(Brief) From the entries that follow, reproduce exactly and only the lines from the line with "Tag every instance of the cultivated" to the line with "Tag every instance of the shrub", endpoints included.

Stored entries
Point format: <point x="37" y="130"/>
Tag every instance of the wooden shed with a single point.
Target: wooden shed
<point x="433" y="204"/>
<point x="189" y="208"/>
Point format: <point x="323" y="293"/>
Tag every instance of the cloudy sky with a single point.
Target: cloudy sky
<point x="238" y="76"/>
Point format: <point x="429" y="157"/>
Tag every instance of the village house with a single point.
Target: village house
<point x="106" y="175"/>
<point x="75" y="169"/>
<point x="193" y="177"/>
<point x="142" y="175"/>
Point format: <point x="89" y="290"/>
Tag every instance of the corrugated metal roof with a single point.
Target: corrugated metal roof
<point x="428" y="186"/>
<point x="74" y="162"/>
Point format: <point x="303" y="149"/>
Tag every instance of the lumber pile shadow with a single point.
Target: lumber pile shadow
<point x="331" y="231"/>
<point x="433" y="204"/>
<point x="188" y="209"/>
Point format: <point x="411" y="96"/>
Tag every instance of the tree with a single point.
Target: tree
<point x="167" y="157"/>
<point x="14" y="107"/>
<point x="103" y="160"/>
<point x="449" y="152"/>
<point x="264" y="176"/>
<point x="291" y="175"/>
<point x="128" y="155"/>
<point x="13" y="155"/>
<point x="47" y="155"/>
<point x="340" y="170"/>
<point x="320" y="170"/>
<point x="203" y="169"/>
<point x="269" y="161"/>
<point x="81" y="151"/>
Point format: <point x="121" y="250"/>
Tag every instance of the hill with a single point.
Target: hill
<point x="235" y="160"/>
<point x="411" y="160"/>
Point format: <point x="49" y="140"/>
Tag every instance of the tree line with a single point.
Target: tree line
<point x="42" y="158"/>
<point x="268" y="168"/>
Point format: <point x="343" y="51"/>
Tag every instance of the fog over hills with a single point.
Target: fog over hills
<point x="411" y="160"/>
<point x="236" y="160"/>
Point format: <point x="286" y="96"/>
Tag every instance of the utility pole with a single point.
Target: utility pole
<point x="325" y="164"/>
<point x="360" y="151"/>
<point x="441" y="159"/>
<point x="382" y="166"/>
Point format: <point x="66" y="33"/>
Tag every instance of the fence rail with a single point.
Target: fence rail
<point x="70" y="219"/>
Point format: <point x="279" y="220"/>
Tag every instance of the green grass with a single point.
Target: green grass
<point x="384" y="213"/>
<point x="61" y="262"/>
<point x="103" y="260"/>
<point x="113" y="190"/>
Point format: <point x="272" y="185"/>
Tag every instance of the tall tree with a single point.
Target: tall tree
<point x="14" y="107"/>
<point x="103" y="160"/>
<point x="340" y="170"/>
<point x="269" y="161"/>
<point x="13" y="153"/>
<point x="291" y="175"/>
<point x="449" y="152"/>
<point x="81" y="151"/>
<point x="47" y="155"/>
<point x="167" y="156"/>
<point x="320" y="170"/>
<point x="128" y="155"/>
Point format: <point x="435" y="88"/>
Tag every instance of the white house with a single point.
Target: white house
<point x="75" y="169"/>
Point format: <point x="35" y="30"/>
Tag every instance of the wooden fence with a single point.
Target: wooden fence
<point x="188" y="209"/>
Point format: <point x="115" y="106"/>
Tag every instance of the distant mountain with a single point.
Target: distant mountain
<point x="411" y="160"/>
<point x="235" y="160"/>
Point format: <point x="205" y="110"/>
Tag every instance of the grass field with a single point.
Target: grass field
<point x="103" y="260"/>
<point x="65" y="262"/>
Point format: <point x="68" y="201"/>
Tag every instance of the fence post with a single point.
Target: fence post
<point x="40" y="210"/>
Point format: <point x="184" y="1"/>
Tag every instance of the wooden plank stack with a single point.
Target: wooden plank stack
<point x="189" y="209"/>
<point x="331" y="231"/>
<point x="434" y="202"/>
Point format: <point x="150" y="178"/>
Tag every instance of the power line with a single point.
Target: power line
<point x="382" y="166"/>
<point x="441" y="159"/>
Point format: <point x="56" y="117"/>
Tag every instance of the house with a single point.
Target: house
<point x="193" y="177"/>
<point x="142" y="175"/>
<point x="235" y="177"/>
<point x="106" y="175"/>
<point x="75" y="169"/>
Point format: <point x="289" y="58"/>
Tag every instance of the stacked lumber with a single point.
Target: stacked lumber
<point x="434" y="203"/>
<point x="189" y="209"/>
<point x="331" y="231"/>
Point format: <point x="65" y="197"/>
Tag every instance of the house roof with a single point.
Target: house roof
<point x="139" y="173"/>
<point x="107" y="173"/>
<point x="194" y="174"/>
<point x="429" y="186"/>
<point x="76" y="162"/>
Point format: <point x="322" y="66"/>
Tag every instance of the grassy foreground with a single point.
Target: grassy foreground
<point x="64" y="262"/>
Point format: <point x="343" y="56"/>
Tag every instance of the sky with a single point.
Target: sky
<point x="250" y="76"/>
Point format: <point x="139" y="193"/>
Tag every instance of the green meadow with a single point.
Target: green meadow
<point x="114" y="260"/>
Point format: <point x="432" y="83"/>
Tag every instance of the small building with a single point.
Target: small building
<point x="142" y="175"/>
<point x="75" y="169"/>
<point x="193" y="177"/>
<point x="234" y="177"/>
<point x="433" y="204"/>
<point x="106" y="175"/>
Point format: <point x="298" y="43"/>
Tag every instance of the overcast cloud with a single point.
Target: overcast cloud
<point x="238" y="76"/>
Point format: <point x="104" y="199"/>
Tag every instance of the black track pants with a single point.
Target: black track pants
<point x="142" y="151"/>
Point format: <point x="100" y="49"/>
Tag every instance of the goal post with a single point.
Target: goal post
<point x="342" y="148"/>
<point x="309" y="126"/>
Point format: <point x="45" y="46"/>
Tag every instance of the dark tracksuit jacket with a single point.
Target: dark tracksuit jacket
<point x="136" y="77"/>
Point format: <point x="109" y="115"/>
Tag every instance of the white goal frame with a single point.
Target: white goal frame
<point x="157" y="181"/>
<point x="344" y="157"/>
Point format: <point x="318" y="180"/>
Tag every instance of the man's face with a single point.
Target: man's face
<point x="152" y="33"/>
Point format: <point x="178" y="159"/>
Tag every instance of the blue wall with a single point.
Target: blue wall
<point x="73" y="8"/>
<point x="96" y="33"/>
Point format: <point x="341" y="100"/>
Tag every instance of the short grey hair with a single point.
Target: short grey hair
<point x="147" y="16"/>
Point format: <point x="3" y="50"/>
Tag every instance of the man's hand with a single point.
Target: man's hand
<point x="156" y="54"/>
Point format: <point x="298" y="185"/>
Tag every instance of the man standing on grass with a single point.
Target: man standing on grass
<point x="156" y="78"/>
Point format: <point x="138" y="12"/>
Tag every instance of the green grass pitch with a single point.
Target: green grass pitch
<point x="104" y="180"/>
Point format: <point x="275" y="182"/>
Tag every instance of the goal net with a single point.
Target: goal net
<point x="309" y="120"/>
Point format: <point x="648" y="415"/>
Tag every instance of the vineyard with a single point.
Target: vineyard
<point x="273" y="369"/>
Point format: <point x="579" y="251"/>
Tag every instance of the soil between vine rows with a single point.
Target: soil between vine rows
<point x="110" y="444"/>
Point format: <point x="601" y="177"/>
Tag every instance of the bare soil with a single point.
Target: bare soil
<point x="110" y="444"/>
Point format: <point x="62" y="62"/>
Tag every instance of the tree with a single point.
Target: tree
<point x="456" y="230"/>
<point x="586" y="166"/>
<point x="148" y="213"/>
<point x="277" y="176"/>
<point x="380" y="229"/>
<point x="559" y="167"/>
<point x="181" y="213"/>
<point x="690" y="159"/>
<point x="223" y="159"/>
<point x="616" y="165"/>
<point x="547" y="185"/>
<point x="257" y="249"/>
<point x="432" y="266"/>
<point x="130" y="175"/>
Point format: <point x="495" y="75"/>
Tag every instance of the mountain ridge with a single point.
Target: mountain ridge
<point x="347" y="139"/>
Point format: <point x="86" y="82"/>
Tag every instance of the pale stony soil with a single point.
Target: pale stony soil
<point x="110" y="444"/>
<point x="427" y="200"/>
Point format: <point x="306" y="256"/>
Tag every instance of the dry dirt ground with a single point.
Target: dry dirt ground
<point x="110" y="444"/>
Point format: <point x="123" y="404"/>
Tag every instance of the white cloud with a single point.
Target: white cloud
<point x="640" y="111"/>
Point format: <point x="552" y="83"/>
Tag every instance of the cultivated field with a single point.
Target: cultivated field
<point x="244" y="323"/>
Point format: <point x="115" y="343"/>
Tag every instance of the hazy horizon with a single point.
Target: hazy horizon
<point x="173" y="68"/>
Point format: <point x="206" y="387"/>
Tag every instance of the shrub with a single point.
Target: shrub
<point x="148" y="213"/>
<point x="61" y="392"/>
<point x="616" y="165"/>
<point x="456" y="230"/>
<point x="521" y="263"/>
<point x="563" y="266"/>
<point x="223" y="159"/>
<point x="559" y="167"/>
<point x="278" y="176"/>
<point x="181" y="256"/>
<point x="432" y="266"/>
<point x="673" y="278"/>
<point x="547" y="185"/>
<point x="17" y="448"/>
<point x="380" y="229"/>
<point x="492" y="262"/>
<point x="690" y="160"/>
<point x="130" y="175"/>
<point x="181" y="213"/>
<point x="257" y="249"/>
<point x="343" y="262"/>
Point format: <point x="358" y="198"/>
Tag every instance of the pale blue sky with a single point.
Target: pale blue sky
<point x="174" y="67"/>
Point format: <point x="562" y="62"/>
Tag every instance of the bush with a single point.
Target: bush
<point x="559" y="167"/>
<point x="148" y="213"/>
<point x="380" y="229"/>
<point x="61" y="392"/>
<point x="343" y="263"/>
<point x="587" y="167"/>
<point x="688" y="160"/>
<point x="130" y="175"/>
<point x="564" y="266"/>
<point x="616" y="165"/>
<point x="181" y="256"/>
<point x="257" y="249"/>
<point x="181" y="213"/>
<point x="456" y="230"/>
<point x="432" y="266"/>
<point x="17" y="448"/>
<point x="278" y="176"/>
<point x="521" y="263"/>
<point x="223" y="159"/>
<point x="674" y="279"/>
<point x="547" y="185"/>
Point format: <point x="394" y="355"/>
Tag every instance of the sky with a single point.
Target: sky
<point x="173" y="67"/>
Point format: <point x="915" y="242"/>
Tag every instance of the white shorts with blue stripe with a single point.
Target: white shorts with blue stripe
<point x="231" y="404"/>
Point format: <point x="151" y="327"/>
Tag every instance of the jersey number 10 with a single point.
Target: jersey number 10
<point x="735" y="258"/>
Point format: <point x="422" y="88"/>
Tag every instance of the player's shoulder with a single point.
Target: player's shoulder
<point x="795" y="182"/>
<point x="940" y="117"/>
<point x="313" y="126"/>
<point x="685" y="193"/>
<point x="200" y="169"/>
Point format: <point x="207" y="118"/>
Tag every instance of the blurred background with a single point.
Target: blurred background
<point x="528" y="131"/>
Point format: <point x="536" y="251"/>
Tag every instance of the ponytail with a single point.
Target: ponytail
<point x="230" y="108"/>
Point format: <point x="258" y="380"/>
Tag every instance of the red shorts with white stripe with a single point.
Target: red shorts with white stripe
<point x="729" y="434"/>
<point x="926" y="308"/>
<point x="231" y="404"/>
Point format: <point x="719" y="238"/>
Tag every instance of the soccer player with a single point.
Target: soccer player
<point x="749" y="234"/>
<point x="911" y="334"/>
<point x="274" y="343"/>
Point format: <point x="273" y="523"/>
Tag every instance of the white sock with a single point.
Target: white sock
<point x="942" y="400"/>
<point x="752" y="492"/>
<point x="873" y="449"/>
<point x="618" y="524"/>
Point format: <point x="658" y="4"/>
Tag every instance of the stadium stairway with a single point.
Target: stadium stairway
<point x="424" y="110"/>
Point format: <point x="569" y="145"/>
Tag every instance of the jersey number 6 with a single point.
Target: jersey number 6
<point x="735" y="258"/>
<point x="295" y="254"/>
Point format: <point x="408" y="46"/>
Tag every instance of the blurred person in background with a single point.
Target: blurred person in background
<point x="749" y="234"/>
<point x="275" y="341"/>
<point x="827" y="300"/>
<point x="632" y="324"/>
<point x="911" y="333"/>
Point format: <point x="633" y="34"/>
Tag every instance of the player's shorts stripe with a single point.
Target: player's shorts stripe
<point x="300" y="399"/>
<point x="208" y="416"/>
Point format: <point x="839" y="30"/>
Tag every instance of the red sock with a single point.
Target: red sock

(Answer to the exercise)
Tag every instance of the cultivated field with a single point.
Target: cultivated field
<point x="244" y="323"/>
Point format: <point x="115" y="343"/>
Tag every instance of the hazy horizon with a single point.
Target: hazy horizon
<point x="173" y="68"/>
Point format: <point x="206" y="387"/>
Tag every instance of the shrub with a single point.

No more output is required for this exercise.